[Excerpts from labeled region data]
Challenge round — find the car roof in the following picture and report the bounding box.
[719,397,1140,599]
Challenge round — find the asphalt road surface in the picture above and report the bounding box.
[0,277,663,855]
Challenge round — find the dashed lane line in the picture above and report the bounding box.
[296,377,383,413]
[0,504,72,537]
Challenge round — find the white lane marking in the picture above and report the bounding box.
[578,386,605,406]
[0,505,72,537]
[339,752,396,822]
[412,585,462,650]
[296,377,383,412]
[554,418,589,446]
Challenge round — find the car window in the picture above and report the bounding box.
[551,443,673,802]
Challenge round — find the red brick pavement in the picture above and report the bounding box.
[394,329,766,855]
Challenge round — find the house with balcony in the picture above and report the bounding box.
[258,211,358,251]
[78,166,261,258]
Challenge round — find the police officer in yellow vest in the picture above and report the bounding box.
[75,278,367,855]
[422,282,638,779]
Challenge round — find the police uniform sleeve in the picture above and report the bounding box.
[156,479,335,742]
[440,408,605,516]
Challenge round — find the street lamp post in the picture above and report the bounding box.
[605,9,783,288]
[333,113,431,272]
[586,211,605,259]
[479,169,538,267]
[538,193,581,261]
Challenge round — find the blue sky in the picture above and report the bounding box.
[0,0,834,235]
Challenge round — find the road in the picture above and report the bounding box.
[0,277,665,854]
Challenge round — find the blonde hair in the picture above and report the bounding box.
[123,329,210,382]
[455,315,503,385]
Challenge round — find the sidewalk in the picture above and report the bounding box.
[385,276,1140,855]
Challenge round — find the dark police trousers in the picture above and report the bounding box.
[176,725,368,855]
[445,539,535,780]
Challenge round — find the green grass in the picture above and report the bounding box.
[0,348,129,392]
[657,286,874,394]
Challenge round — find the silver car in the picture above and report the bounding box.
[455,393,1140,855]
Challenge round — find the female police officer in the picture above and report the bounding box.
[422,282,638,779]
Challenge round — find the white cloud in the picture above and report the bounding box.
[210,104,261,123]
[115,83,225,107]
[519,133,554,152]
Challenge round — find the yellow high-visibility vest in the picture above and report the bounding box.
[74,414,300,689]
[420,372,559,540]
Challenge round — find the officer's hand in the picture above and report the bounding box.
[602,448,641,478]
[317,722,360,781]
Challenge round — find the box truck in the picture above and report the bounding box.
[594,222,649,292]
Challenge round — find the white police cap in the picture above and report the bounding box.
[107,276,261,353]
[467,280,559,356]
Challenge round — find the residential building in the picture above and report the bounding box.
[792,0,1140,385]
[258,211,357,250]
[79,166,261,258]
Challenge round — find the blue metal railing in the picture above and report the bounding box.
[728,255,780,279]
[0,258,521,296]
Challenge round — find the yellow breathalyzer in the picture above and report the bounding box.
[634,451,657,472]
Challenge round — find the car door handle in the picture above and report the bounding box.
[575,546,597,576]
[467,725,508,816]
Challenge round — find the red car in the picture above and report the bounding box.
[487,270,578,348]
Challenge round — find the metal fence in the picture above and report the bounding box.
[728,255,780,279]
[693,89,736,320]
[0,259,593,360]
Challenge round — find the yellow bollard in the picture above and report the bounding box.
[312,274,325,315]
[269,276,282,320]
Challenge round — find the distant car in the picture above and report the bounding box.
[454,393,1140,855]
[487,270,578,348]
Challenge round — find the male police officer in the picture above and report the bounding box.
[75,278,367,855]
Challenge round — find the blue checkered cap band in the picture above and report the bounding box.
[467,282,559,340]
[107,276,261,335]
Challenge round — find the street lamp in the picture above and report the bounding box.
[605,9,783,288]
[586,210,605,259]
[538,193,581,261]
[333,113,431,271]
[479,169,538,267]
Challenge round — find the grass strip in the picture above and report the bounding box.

* [Exercise prompt] Repeat, with no changes, every line of the records above, from the line containing "Challenge round — find the road" down to the line containing "[455,315,503,385]", including both of those lines.

* [Task solution]
Challenge round — find the road in the picture above and report the bounding box.
[0,277,665,854]
Challenge round — find the blonde hair in the picture above and report the bounding box.
[123,329,210,382]
[455,315,503,385]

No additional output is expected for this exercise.